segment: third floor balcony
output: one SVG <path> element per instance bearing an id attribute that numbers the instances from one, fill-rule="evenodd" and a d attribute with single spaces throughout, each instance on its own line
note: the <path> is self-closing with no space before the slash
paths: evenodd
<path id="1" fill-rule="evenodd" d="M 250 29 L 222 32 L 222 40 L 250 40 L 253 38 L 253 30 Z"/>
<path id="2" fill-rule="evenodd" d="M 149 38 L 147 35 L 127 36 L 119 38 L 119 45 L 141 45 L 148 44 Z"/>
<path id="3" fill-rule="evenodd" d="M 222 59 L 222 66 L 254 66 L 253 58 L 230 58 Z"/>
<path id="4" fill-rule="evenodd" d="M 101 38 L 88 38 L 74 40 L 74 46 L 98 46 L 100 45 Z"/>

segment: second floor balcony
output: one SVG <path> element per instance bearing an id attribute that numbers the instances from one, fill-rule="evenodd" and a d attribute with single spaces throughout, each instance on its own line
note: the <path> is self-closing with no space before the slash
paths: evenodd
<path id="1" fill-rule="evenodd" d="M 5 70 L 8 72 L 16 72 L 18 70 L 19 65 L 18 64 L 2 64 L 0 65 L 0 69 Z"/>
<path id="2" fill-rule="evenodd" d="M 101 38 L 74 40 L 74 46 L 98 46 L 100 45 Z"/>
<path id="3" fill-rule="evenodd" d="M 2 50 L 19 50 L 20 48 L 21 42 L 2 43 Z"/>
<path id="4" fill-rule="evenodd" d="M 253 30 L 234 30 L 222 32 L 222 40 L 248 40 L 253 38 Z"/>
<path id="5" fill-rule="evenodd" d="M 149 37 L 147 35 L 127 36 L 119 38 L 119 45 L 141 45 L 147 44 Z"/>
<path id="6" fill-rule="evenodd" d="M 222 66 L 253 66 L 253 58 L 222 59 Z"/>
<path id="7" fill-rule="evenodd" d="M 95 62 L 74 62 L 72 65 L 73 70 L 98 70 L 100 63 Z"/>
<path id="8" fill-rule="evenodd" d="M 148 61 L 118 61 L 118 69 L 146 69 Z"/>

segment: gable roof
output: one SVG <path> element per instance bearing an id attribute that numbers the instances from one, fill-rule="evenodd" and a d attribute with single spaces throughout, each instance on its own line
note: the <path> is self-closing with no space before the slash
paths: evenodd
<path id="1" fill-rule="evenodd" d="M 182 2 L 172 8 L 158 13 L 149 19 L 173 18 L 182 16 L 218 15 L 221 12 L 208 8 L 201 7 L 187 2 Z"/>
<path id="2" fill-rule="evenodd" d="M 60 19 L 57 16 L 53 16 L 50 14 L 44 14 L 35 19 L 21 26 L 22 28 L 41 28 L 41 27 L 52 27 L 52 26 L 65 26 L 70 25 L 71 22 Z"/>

====================

- EXERCISE DIRECTIONS -
Print every line of the records above again, unchanged and in the same order.

- RESULT FOR THIS EXERCISE -
segment: third floor balcony
output: one SVG <path> element per instance bearing an id attribute that numbers the instances from one, fill-rule="evenodd" and a d attribute with single spaces throughout, each instance on its own line
note: the <path> is self-closing with no space before the slash
paths: evenodd
<path id="1" fill-rule="evenodd" d="M 250 29 L 222 32 L 222 40 L 250 40 L 253 38 L 253 30 Z"/>
<path id="2" fill-rule="evenodd" d="M 149 38 L 147 35 L 127 36 L 119 38 L 119 45 L 141 45 L 148 44 Z"/>
<path id="3" fill-rule="evenodd" d="M 222 59 L 222 66 L 254 66 L 253 58 L 230 58 Z"/>
<path id="4" fill-rule="evenodd" d="M 101 38 L 88 38 L 74 40 L 74 46 L 98 46 L 100 45 Z"/>

segment: second floor balcony
output: one SVG <path> element per instance bearing an id attribute that numbers the instances from one, fill-rule="evenodd" and a d attribute with single spaces throughout, each instance on its own line
note: the <path> is self-closing with no space before the slash
paths: evenodd
<path id="1" fill-rule="evenodd" d="M 5 70 L 8 72 L 16 72 L 18 70 L 19 65 L 18 64 L 2 64 L 0 65 L 0 69 Z"/>
<path id="2" fill-rule="evenodd" d="M 101 38 L 74 40 L 74 46 L 98 46 L 100 45 Z"/>
<path id="3" fill-rule="evenodd" d="M 2 50 L 19 50 L 20 48 L 21 42 L 2 43 Z"/>
<path id="4" fill-rule="evenodd" d="M 253 30 L 234 30 L 222 32 L 222 40 L 248 40 L 253 38 Z"/>
<path id="5" fill-rule="evenodd" d="M 149 37 L 147 35 L 127 36 L 119 38 L 119 45 L 141 45 L 147 44 Z"/>
<path id="6" fill-rule="evenodd" d="M 222 66 L 253 66 L 253 58 L 222 59 Z"/>
<path id="7" fill-rule="evenodd" d="M 95 62 L 74 62 L 72 65 L 73 70 L 98 70 L 100 63 Z"/>
<path id="8" fill-rule="evenodd" d="M 148 61 L 118 61 L 118 69 L 146 69 Z"/>

segment: gable roof
output: one SVG <path> element per instance bearing an id attribute that numbers the instances from one, fill-rule="evenodd" and a d attribute with single spaces throughout, each instance on its own line
note: the <path> is self-closing with no space before the slash
paths: evenodd
<path id="1" fill-rule="evenodd" d="M 182 2 L 172 8 L 158 13 L 149 19 L 173 18 L 182 16 L 218 15 L 221 12 L 208 8 L 201 7 L 187 2 Z"/>
<path id="2" fill-rule="evenodd" d="M 60 19 L 57 16 L 53 16 L 50 14 L 44 14 L 35 19 L 21 26 L 22 28 L 41 28 L 41 27 L 52 27 L 52 26 L 65 26 L 70 25 L 71 22 Z"/>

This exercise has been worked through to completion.